All entries below need to be written out exactly, but without their pictures.

* _Records for this exercise_:
►
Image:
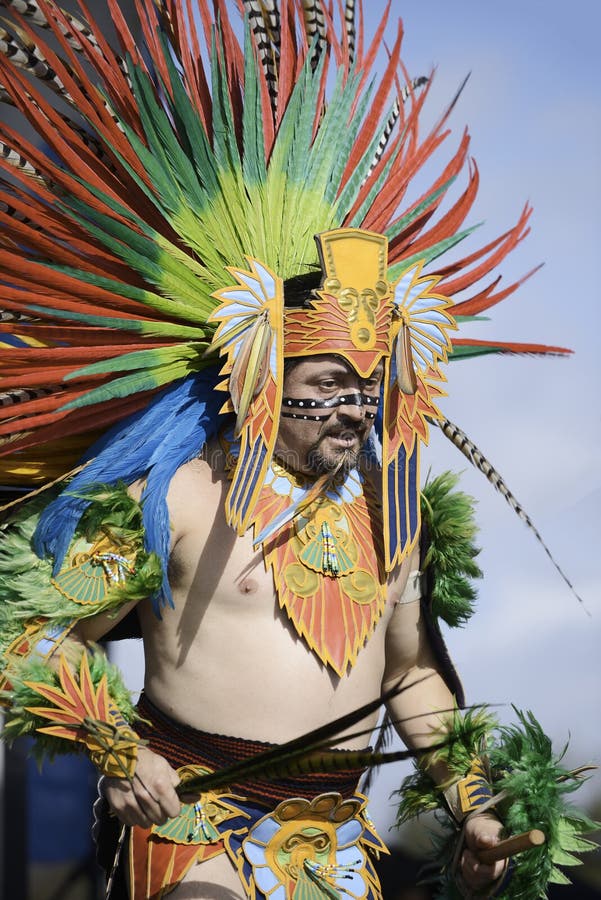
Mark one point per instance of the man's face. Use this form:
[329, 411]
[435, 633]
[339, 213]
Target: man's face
[327, 414]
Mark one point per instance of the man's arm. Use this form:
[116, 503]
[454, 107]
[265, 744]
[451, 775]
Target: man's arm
[149, 797]
[418, 713]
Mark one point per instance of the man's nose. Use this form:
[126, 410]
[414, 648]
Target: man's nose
[352, 407]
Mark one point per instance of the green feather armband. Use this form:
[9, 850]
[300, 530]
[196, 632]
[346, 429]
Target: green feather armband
[66, 709]
[106, 567]
[513, 770]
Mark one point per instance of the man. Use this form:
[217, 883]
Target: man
[185, 206]
[226, 657]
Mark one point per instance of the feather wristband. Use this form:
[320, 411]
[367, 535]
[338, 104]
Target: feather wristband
[529, 787]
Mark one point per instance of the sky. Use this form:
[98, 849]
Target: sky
[532, 106]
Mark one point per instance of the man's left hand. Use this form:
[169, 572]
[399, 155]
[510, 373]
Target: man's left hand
[481, 832]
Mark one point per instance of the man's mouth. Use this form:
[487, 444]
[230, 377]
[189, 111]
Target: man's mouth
[344, 438]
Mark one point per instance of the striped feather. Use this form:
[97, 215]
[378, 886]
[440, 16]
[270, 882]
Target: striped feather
[477, 459]
[393, 118]
[264, 23]
[182, 167]
[350, 29]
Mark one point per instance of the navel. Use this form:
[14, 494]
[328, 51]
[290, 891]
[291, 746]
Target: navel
[248, 586]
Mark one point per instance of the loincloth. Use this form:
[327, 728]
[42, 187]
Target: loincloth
[310, 834]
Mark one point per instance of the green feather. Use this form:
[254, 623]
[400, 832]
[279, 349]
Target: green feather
[449, 562]
[144, 380]
[531, 784]
[410, 217]
[432, 253]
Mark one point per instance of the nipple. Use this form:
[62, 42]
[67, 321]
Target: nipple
[248, 586]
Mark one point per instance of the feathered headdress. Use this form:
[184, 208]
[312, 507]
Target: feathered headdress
[185, 152]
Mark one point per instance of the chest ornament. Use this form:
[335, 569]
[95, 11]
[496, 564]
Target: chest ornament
[326, 562]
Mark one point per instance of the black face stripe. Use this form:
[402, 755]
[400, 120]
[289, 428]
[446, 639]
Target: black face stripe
[342, 400]
[305, 417]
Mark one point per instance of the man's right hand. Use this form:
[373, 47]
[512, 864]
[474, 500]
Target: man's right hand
[150, 797]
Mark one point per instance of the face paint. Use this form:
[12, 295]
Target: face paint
[317, 442]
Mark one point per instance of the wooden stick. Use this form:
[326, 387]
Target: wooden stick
[510, 846]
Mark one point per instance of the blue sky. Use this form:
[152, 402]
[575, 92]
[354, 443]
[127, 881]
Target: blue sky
[532, 105]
◄
* _Reply to the exercise_:
Image:
Mark one point per instance of the man's face. Use this form:
[329, 411]
[435, 633]
[339, 213]
Target: man's face
[327, 414]
Mark one point per instance of the man's arm. Use this form:
[116, 503]
[454, 107]
[265, 744]
[451, 775]
Target: man's arm
[149, 797]
[418, 713]
Mark one point per instance of the man's nose. Use this form:
[126, 410]
[414, 648]
Target: man's nose
[352, 407]
Mark one point per instance of the green feather armband. Use this form:
[9, 850]
[300, 530]
[196, 632]
[346, 429]
Target: green feather armband
[66, 709]
[106, 567]
[513, 770]
Mark one point per instance of the man. Use this form:
[217, 883]
Target: man
[185, 206]
[226, 657]
Mark one point per instance of the feather wristband. Use this form:
[320, 411]
[367, 535]
[338, 104]
Target: feather wristband
[529, 787]
Mark one point per instance of the sky. Use this form:
[98, 849]
Target: sky
[532, 106]
Mark one point per instance of the man's left hand. Use this form:
[169, 572]
[399, 155]
[510, 373]
Target: man's left hand
[481, 832]
Mark one point per instance of the man's mouth. Use this form:
[487, 444]
[230, 377]
[189, 111]
Target: man's mouth
[344, 438]
Mark one point per instance of the striped feather. Use this form:
[97, 215]
[378, 886]
[440, 16]
[270, 882]
Target: striped feather
[477, 459]
[393, 118]
[264, 23]
[182, 167]
[350, 29]
Mark one point per instance of the navel. Use this form:
[14, 494]
[328, 51]
[290, 891]
[291, 746]
Target: navel
[248, 586]
Mark one point per instance of the loincloth. Use this form:
[327, 728]
[42, 187]
Target: loincloth
[310, 834]
Mark one point per instance of the green feather. Use this form:
[254, 623]
[400, 832]
[279, 349]
Target: green feather
[449, 562]
[144, 380]
[531, 784]
[410, 217]
[432, 253]
Mark one point per instance of the nipple. Use this form:
[62, 42]
[67, 321]
Target: nipple
[248, 586]
Mark one point per instance of the feathered headdress. Use this form:
[184, 208]
[312, 507]
Target: feathered headdress
[185, 152]
Mark one point per instance of the chest ornament. Use this form:
[335, 569]
[95, 11]
[496, 564]
Target: chest ornament
[326, 562]
Mark one point per instance of the black face stripe. Use this form:
[402, 755]
[400, 120]
[289, 428]
[446, 639]
Target: black face stripe
[342, 400]
[305, 417]
Mark one point per instance of the man's right hand. Use this form:
[373, 47]
[512, 864]
[474, 500]
Target: man's right hand
[150, 797]
Mark one point per instance of the face paint. Use this form:
[12, 295]
Target: face paint
[317, 442]
Mark one point per instance of the wooden stick. Use this form:
[326, 387]
Target: wooden stick
[510, 846]
Mark one point per instance of the blue sky. Use this form:
[152, 402]
[575, 92]
[354, 443]
[127, 881]
Target: blue sky
[532, 105]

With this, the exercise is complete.